** Start AVAILABLE DATA **

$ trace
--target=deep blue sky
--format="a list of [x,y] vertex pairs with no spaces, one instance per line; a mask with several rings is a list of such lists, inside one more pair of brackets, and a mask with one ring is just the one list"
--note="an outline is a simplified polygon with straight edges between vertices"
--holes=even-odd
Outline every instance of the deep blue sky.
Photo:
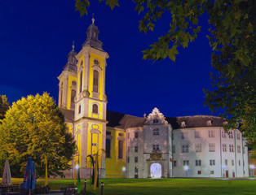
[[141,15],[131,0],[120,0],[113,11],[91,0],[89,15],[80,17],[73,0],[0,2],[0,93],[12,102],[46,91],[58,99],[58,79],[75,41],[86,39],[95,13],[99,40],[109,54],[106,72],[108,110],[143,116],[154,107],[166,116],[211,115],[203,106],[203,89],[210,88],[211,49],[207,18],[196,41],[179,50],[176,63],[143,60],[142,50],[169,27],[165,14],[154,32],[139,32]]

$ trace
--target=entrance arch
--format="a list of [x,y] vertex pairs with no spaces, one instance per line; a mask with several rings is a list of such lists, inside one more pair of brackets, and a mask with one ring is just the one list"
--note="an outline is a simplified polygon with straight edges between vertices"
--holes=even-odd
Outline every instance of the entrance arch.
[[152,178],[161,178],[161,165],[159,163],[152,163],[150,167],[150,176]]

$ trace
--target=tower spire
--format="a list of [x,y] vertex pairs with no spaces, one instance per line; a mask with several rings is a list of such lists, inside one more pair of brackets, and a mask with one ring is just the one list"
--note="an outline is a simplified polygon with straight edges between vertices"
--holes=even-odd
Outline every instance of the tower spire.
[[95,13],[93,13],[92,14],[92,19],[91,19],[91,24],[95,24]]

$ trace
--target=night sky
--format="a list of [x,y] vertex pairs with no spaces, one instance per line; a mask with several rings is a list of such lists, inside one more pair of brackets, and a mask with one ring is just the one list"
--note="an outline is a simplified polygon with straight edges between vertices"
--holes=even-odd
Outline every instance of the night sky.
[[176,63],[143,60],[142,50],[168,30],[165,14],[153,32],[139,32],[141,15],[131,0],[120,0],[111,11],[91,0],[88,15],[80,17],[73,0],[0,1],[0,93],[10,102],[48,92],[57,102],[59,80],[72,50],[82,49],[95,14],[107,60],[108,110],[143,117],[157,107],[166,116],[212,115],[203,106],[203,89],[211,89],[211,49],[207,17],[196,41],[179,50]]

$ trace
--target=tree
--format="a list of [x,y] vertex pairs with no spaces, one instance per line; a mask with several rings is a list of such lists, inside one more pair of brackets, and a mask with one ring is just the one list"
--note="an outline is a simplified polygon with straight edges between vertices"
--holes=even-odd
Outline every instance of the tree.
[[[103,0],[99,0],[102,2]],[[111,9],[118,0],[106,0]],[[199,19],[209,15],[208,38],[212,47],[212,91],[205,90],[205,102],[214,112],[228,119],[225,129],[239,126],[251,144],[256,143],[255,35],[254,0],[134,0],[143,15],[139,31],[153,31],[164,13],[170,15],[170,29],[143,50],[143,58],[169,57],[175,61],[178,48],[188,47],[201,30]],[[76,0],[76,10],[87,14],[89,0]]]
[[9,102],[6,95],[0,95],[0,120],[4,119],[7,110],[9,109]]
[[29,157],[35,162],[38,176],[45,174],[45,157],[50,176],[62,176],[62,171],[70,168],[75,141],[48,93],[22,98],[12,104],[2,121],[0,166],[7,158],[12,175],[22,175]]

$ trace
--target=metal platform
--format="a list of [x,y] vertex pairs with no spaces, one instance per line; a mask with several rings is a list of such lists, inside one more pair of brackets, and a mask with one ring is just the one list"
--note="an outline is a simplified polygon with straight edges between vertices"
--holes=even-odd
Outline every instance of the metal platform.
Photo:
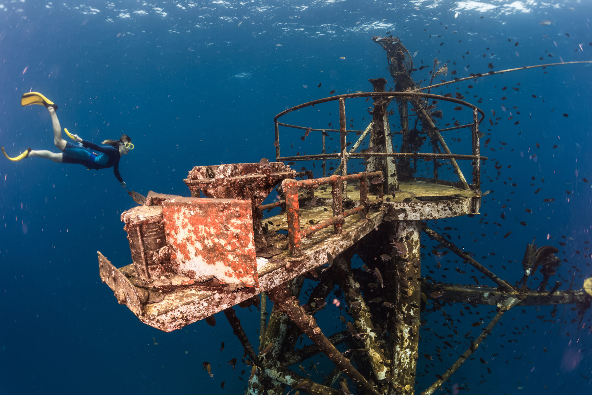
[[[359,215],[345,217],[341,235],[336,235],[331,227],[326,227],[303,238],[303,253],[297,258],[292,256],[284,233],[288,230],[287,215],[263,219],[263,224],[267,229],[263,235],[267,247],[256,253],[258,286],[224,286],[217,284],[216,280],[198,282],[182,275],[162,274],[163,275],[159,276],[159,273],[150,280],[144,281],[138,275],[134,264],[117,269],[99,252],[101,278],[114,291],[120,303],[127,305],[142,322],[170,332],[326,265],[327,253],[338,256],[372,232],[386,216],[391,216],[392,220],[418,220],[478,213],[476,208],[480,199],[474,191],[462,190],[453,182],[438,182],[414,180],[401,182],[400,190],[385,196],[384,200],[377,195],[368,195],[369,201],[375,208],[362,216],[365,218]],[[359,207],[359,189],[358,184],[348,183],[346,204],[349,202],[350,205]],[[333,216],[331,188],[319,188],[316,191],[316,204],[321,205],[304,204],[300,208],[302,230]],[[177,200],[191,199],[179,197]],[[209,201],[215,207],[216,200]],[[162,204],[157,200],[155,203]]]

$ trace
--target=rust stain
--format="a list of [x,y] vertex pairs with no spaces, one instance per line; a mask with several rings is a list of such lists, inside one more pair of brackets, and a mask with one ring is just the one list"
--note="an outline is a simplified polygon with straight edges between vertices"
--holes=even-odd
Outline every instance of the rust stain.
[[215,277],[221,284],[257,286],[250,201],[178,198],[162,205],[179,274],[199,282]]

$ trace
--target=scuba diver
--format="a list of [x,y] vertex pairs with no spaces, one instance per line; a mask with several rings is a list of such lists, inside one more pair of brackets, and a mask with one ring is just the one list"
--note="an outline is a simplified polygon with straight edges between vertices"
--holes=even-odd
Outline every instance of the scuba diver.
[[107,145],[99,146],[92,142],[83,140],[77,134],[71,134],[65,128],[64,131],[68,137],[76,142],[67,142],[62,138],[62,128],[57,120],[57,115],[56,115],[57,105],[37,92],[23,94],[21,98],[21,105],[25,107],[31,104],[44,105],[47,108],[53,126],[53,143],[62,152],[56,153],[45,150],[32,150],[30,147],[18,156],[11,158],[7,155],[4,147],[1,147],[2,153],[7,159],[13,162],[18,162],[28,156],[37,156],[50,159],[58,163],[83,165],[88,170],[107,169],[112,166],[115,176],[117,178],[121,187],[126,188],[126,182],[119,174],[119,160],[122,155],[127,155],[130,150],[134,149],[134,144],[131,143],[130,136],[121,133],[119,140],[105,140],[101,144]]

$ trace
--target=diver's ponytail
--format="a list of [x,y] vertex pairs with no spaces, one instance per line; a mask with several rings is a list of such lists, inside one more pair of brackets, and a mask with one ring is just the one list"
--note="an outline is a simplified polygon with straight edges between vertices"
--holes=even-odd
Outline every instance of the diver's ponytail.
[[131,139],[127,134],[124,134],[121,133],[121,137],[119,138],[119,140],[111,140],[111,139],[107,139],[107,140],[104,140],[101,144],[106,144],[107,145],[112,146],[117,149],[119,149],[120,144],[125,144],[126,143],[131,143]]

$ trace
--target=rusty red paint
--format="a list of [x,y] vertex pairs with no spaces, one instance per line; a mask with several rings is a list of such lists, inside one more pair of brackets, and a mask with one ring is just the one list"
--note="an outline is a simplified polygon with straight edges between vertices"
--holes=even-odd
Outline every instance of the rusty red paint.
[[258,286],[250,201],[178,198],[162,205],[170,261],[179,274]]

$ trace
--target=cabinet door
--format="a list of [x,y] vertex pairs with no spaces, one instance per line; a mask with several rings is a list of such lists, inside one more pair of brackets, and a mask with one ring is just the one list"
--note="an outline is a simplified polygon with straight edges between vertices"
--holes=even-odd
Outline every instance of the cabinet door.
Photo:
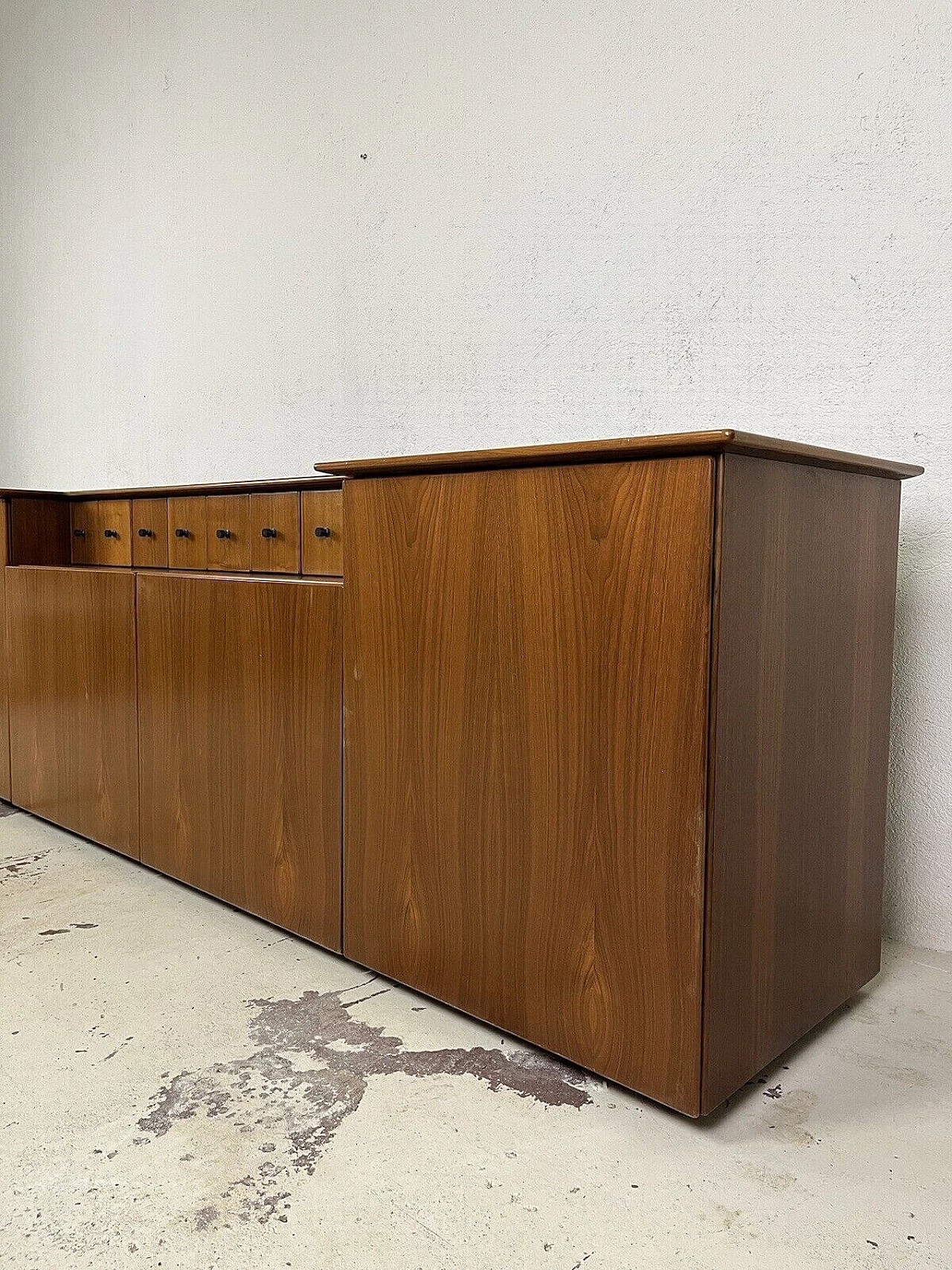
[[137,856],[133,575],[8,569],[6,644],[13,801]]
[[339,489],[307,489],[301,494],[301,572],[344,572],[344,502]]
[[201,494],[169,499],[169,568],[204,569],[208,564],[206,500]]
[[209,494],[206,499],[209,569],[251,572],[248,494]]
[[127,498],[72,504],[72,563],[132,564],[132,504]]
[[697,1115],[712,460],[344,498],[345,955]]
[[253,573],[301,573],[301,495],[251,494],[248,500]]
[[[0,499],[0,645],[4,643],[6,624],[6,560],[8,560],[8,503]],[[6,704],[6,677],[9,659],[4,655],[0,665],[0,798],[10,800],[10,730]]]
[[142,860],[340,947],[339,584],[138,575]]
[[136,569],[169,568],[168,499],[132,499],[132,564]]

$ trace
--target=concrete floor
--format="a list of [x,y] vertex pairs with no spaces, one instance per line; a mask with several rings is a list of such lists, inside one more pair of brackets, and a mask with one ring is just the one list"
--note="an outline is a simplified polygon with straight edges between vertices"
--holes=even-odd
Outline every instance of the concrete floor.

** End AVAILABLE DATA **

REQUIREMENTS →
Show each line from the entries above that contains the word "entrance".

TASK RESULT →
--target=entrance arch
Outline every instance of the entrance arch.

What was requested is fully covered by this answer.